[Task objective]
The records appear below. Copy each one exactly.

Dataset entries:
▼

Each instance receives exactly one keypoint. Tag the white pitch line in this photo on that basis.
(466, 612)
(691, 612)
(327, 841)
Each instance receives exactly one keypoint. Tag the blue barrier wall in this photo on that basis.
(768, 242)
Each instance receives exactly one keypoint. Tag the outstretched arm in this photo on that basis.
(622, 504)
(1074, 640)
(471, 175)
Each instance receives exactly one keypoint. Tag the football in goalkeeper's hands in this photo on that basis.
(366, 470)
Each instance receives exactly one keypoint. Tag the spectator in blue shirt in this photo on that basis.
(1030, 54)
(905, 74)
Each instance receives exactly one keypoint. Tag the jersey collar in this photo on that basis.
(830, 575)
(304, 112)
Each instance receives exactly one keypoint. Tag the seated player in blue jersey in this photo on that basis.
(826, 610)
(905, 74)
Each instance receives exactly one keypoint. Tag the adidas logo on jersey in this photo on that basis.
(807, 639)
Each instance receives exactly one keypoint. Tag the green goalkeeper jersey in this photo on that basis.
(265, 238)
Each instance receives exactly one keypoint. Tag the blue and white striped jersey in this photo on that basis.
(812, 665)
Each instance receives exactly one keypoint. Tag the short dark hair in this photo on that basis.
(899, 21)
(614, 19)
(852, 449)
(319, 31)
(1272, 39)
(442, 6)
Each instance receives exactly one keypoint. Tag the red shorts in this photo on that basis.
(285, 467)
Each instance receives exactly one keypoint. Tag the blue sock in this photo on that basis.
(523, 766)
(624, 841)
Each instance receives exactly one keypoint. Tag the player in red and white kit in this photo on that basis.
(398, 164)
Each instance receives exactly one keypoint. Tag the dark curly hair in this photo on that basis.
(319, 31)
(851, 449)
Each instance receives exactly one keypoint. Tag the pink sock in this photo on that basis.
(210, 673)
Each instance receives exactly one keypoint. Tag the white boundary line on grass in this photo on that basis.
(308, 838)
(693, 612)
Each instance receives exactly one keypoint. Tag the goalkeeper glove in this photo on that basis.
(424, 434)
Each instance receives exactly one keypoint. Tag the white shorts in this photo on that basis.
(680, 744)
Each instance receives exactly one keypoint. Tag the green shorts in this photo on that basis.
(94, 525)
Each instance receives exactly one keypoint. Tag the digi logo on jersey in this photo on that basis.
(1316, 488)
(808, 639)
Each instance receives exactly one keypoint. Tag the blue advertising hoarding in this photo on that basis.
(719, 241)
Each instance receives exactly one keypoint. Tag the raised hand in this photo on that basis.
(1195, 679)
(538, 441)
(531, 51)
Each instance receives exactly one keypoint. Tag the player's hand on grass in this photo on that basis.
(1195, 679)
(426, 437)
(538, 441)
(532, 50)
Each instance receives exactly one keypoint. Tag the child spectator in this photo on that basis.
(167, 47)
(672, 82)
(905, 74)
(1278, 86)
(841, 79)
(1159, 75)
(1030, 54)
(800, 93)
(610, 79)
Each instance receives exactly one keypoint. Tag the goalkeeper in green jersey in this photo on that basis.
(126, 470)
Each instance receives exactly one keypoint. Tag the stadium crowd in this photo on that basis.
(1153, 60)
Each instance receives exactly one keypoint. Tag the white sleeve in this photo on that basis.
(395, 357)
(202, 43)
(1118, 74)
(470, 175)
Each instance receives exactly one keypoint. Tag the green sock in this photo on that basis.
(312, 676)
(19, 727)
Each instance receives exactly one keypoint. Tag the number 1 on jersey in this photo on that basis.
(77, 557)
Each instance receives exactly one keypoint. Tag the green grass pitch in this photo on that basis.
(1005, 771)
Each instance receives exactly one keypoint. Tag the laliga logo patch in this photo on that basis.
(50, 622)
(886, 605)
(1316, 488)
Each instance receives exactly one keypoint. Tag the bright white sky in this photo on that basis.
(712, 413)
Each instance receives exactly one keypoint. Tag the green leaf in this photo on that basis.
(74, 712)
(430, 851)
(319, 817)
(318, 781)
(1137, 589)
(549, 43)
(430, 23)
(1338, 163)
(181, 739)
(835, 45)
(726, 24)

▲

[The answer]
Each instance receives exactly one keypoint. Tag the white pitch line in this photo on that basis.
(466, 612)
(691, 612)
(327, 841)
Each instance receives exactly one keypoint. Tag the blue barrier wall in this photo on that basis.
(768, 242)
Each instance receives exactly one keypoint. Tag the outstretched arm in this photo on that basis.
(622, 504)
(1074, 640)
(471, 175)
Each instance receives exactly one keypoint. Tag the football in goalkeeper's hands in this photo on that basis.
(366, 470)
Each instance receives exactly one keypoint. Tag the spectator in blue shirt in this photo on that basis.
(1030, 54)
(905, 74)
Each instance receives exactly one keypoint. Tag the jersey collar in this photo on that basis.
(830, 575)
(304, 112)
Each instance receives exactly one keypoint. Tag the seated player in blue jersey in this photo on that basis.
(826, 610)
(905, 74)
Each instance receives exactly one keypoint. Tag the adidas logo on jersey in this photo on that basis.
(807, 639)
Each instance receives exactly one keypoint. Tag the green goalkeeper jersey in this photo on that basis.
(265, 238)
Each instance receives exactly one keypoint. Tag the blue and white striped jersey in this photo on that basis.
(812, 665)
Each instance receives exactly one keypoint. Tag the short dark hair in this photo on that basis.
(899, 21)
(614, 19)
(852, 449)
(319, 31)
(1272, 39)
(442, 6)
Each instance receives exactly one keypoint. Tag the red shorts in this photo on that basis.
(285, 467)
Each instance receives exactly one keypoint. Tag the blue sock in this photo on that basis.
(523, 766)
(624, 841)
Each instance receives exactly one keypoint. Tag the player in red and white kit in this photo on that basis.
(398, 164)
Each instance receives exactly one keypoint. Tag the dark curly hair in this photo on that basis.
(319, 31)
(851, 449)
Each instance receives exactly one keypoint. Tag the pink sock in this photo on that basis.
(210, 673)
Each instance receives exactly one keypoint. Tag the white boundary line on grass in this photo on that basis.
(308, 838)
(693, 612)
Each instance receives exactly one keypoint. Tag the goalkeeper glove in this photo on that basis.
(424, 434)
Each instance receives exactly one keypoint. Tag the white shorts in this photo on that basis.
(680, 744)
Each instance receives exactly one keypoint. Tag the green shorts in this photo on that basis.
(94, 525)
Each instance receives exactly one keypoint. Tag the digi logo on jersey in this photo on that basis.
(1316, 488)
(808, 639)
Each instance receives exactly one keypoint. Tag the blue advertising hoarding in this photo on that basis.
(719, 241)
Each instance receives exactly one keypoint. Tag the raised hand in this photo on that basis.
(1195, 679)
(538, 441)
(531, 51)
Each instance receives exactly one keypoint. Tag the player's hand on grass in this photo on that basis.
(1195, 679)
(426, 437)
(538, 441)
(532, 50)
Each instance receives exactly one keypoint. Tag the child spectator in this photo on that basis.
(167, 47)
(672, 82)
(905, 74)
(1278, 86)
(841, 79)
(1159, 75)
(1030, 54)
(800, 93)
(610, 79)
Each instance receives exactly one keypoint. Tag the goalkeeper in green jersey in this photo on that basis.
(126, 470)
Each instance receives exactly one keypoint. Tag the stadium crowd in this photo on that basis.
(1153, 60)
Each instance receives exactly one keypoint. Tag the white sleeve in this photo on that basis.
(395, 357)
(202, 43)
(1118, 74)
(470, 175)
Each instance receives exactly one keypoint. Tag the green sock in this photo on that basis.
(312, 676)
(19, 727)
Each instance receives exactly one keypoint. Tag the number 1 on jersey in this photo on that basis.
(77, 557)
Each instance receives exactly one keypoint. Tag the green grass pitch in this photo on that basis.
(1005, 771)
Each instance receives exactly one keypoint. Tag the laliga logo patch in this photo on that basis.
(50, 622)
(886, 605)
(1316, 488)
Each instance receives exactly one keypoint. Tag the bright white sky in this photo on that basis.
(712, 413)
Each instance receives exactly one keypoint. Tag the green leaf in this photo on that basis.
(74, 712)
(430, 851)
(319, 817)
(318, 781)
(1137, 589)
(549, 43)
(430, 23)
(1338, 163)
(181, 739)
(835, 45)
(726, 24)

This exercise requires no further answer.